** Objective **
Can you reproduce verbatim the lines of the material from the line with "field in the photo above." through the line with "(1213, 384)", including both of those lines?

** Records for processing **
___
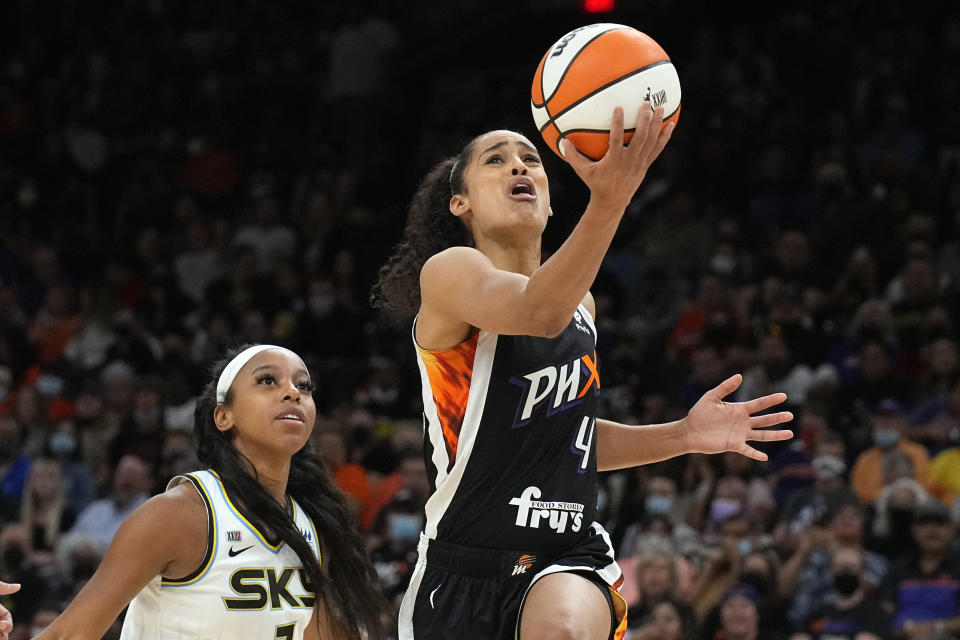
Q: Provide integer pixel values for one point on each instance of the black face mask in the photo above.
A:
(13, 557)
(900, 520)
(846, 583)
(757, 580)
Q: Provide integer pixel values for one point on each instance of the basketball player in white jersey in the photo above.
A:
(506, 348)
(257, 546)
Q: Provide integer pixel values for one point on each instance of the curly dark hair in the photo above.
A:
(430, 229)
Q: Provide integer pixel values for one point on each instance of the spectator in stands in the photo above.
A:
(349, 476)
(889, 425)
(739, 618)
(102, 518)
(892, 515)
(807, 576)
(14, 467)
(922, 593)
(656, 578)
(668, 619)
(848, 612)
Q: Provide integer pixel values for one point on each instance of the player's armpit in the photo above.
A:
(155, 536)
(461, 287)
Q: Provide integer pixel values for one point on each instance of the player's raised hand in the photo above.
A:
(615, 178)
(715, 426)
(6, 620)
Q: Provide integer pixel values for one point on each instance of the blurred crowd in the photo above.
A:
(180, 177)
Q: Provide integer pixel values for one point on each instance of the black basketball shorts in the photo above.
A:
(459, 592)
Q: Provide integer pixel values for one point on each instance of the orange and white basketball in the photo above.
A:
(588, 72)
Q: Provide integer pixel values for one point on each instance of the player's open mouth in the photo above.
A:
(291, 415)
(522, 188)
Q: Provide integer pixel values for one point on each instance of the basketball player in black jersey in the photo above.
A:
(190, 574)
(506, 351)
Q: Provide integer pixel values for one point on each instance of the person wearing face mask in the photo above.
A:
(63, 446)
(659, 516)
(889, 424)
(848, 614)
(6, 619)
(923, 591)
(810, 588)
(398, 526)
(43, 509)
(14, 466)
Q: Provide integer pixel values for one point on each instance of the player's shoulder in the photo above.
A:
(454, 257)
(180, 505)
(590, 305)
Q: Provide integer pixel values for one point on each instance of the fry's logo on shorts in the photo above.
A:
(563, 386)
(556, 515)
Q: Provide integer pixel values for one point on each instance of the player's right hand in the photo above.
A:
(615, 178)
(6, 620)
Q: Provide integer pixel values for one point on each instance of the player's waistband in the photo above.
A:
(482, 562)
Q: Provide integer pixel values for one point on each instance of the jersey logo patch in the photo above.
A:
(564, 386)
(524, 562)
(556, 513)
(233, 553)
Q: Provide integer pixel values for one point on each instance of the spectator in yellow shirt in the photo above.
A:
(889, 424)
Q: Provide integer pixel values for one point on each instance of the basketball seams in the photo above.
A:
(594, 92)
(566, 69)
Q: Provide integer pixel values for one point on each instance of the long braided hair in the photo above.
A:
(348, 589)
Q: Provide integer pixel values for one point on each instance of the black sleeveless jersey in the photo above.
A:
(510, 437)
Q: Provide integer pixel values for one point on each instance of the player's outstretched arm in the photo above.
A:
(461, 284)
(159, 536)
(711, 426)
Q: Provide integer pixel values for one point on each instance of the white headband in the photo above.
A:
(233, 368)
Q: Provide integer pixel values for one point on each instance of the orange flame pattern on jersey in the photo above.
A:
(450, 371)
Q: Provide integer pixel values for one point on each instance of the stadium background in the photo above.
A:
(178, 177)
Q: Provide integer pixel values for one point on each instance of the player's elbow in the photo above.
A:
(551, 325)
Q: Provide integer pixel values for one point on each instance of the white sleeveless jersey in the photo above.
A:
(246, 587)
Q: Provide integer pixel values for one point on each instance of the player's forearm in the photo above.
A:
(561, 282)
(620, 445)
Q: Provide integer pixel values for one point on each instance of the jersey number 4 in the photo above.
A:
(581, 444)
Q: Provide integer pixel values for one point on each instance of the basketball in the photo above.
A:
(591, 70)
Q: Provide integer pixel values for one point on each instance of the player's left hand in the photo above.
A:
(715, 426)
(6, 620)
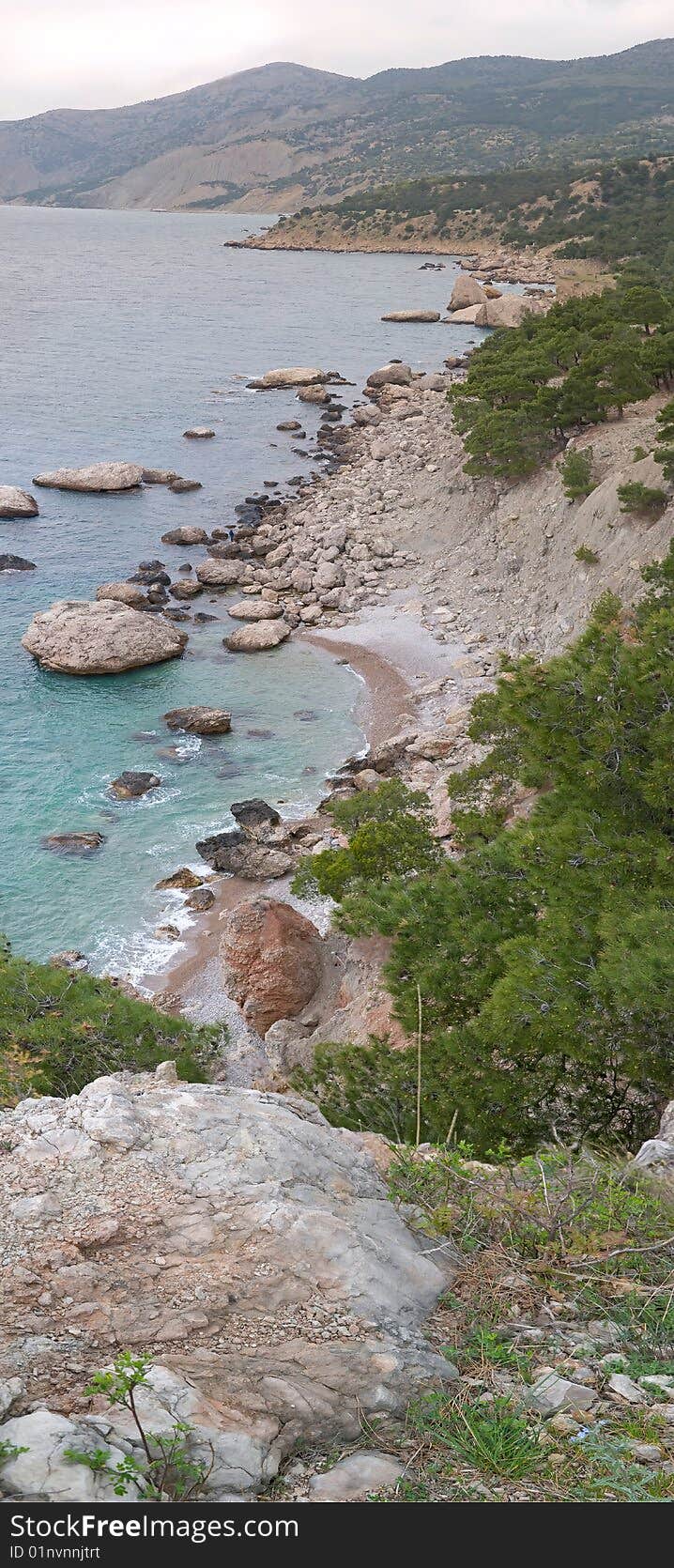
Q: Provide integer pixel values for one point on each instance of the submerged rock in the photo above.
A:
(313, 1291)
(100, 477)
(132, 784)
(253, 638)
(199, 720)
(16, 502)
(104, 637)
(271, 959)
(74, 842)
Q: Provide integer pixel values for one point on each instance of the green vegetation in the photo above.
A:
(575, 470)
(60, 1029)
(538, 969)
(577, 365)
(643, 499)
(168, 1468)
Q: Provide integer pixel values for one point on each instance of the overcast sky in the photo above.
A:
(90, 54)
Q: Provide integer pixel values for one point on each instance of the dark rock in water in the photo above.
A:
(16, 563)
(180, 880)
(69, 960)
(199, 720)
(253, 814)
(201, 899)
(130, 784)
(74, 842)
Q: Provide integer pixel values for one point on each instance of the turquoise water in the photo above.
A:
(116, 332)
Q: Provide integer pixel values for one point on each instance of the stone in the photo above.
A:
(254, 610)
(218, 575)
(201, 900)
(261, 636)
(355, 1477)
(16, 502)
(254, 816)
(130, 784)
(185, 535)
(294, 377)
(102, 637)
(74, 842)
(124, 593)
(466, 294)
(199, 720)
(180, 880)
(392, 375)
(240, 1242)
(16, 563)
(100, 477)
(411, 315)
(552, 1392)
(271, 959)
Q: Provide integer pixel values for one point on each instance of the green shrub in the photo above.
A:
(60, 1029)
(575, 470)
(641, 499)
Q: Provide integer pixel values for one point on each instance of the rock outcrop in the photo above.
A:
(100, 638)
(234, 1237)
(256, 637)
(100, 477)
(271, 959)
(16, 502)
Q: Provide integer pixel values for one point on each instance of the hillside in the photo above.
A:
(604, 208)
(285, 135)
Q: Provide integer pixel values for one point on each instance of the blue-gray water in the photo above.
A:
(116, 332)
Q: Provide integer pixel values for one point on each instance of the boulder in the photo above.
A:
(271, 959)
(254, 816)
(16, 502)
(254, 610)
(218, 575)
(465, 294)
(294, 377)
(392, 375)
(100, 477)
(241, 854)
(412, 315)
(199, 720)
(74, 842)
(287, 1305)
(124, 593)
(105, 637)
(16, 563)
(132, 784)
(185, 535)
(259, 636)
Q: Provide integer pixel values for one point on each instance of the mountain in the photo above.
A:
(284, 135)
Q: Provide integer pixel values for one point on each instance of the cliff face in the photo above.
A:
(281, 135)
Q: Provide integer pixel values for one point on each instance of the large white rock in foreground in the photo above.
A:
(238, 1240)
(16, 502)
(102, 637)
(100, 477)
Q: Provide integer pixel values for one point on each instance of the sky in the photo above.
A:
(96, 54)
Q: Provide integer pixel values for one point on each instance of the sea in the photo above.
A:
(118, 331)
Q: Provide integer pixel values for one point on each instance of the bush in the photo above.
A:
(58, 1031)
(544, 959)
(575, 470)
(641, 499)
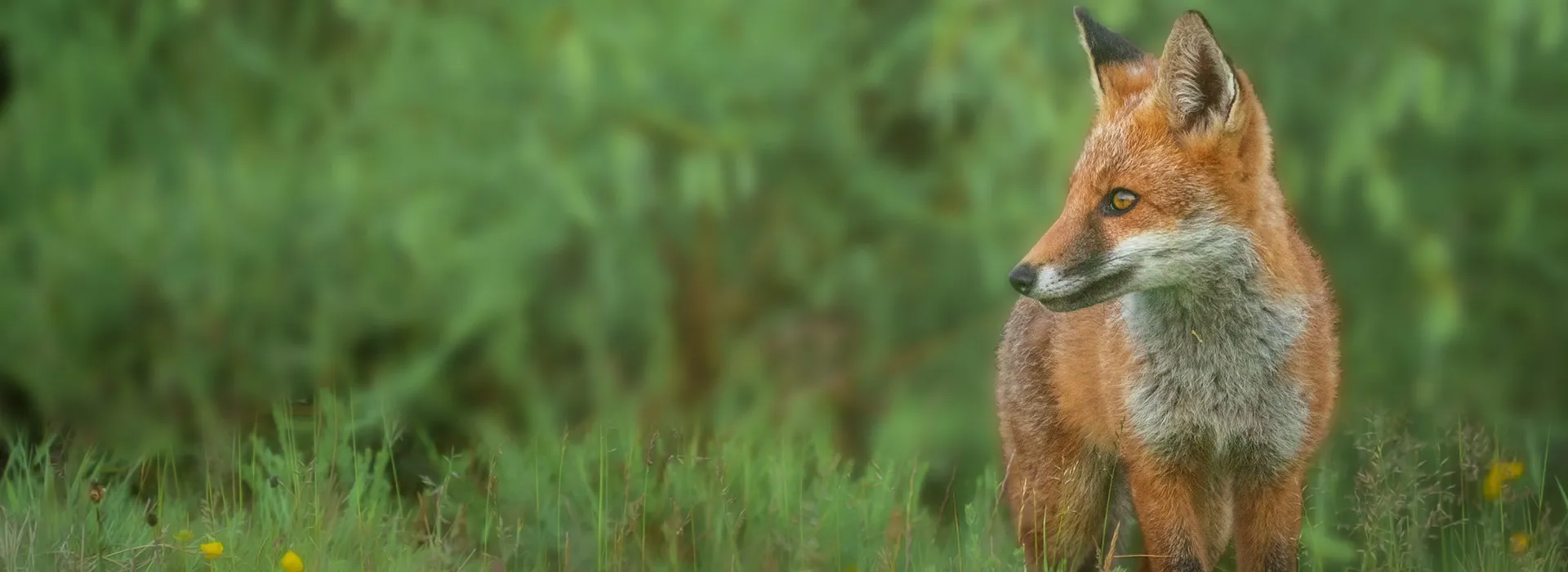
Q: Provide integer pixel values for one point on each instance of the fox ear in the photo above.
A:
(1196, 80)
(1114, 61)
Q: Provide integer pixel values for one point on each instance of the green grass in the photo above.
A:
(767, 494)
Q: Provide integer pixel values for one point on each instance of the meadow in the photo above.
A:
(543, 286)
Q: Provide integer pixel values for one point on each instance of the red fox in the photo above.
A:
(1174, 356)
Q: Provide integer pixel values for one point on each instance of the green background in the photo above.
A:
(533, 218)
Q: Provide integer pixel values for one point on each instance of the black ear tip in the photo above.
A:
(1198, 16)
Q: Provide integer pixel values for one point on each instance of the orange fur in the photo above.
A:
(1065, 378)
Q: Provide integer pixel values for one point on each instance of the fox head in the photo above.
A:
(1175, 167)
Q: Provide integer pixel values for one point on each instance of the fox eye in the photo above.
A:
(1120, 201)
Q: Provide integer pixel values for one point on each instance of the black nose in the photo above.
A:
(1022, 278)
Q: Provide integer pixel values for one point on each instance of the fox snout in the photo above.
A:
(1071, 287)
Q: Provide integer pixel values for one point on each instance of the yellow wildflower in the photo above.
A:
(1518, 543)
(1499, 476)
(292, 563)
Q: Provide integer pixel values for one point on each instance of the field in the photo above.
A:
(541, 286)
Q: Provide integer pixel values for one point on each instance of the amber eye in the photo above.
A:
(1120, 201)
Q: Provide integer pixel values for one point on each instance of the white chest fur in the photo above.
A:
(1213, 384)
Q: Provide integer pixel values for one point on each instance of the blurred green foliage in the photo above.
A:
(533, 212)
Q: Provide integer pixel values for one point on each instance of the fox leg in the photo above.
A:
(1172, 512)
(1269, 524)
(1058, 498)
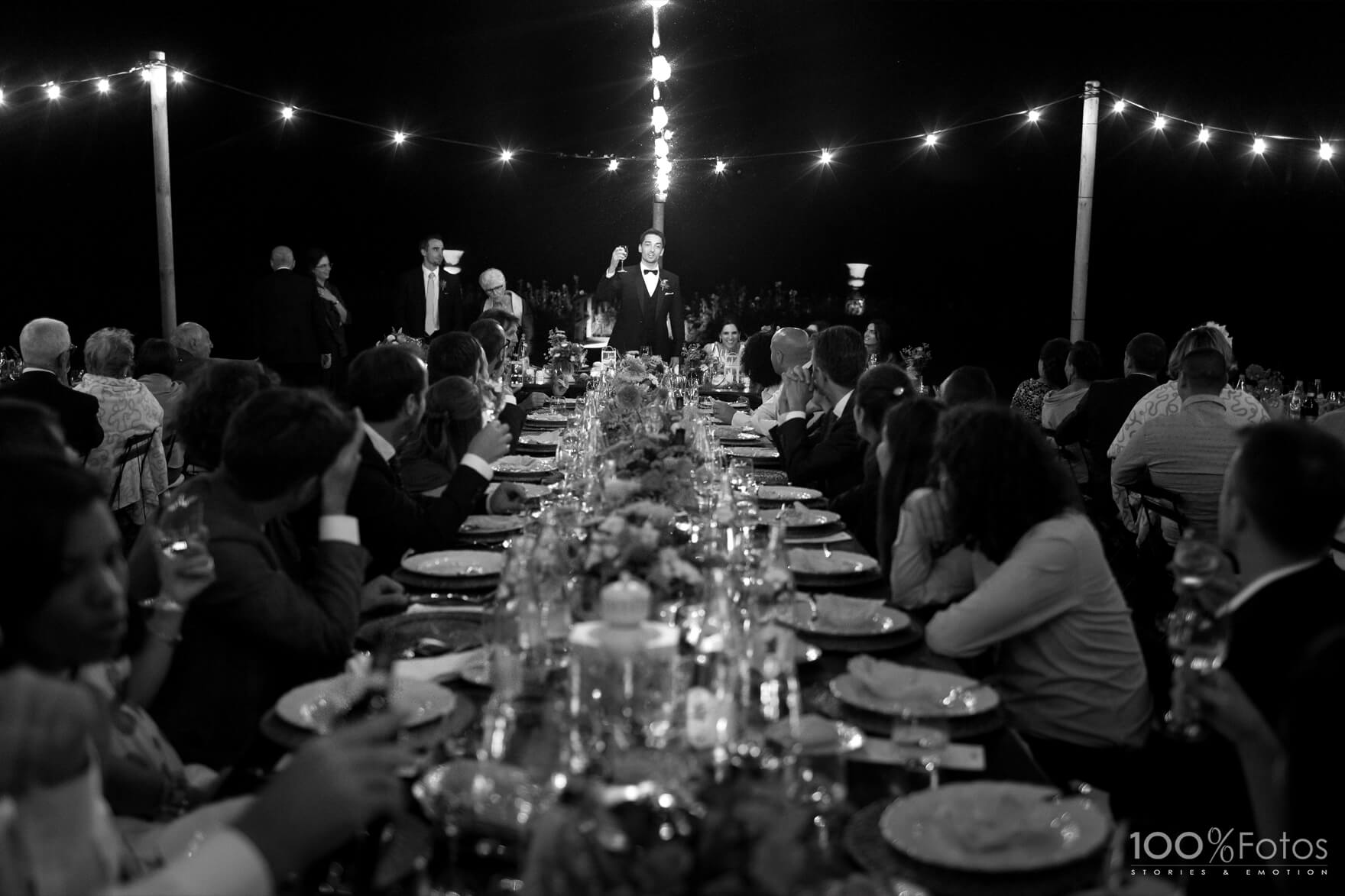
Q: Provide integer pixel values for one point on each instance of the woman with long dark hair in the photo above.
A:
___
** Finished answer **
Q: Provide integer pixel values for one point on each instance of the field in the photo above.
A:
(541, 286)
Q: Provide integer pixel values for one point on each instance of the amber eye in the photo above.
A:
(1120, 201)
Q: Provide integer pixel values for one point on each instance of the white chest fur in the photo above.
A:
(1213, 384)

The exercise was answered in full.